In the records below, find the line that contains "task | locate a point on every instance of the distant" and the line that contains "trophy basketball top". Set down exactly those lines and every line between them, and nothing more.
── Material for this exercise
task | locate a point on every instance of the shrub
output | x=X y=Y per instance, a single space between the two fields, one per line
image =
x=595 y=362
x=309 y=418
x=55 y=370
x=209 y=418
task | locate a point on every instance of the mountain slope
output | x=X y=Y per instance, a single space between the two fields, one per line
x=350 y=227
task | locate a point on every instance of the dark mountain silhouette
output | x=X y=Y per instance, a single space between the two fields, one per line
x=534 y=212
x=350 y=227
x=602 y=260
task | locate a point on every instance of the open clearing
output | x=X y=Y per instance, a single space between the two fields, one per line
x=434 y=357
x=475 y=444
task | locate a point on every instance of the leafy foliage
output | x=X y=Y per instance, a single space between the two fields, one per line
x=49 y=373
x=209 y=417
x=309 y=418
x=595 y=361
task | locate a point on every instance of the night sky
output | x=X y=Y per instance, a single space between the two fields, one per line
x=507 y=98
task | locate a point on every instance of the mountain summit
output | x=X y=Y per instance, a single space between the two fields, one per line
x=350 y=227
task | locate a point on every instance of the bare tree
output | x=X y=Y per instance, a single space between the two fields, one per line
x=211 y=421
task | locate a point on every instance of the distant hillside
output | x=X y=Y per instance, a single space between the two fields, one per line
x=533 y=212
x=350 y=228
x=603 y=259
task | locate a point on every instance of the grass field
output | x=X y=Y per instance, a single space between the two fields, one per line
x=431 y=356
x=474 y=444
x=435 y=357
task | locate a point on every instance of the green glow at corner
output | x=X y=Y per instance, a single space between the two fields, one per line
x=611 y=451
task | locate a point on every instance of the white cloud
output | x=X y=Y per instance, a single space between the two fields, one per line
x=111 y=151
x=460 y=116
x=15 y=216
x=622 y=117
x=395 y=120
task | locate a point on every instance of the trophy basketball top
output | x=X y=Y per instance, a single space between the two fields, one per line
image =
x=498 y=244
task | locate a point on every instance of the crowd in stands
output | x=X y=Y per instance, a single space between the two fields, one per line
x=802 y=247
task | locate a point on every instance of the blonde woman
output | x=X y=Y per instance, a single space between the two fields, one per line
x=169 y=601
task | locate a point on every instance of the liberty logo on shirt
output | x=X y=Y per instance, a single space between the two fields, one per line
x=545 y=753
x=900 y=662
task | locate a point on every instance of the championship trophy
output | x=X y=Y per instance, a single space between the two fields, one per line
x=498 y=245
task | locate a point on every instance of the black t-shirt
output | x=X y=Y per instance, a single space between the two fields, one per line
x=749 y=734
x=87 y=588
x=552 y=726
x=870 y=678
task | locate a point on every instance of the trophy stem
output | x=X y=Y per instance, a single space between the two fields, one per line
────
Response =>
task | locate a point on every instance of the distant hillside
output | x=X y=Y per instance, a single space between the two fields, one per line
x=533 y=212
x=350 y=228
x=603 y=259
task | locate a point on every instance of the grass field
output | x=X y=Y per instance, a single space between the two fields, one per line
x=431 y=356
x=474 y=444
x=435 y=357
task | locate a point on every instance of the green glow at corner
output | x=X y=Y per instance, a single space between the two fields, one per line
x=611 y=451
task | locate a point on every instance of the white cloud
output | x=X y=Y per instance, a single space between the two fields, one per line
x=111 y=151
x=460 y=116
x=15 y=216
x=622 y=117
x=395 y=120
task | locate a point on every instance of the trophy basketball top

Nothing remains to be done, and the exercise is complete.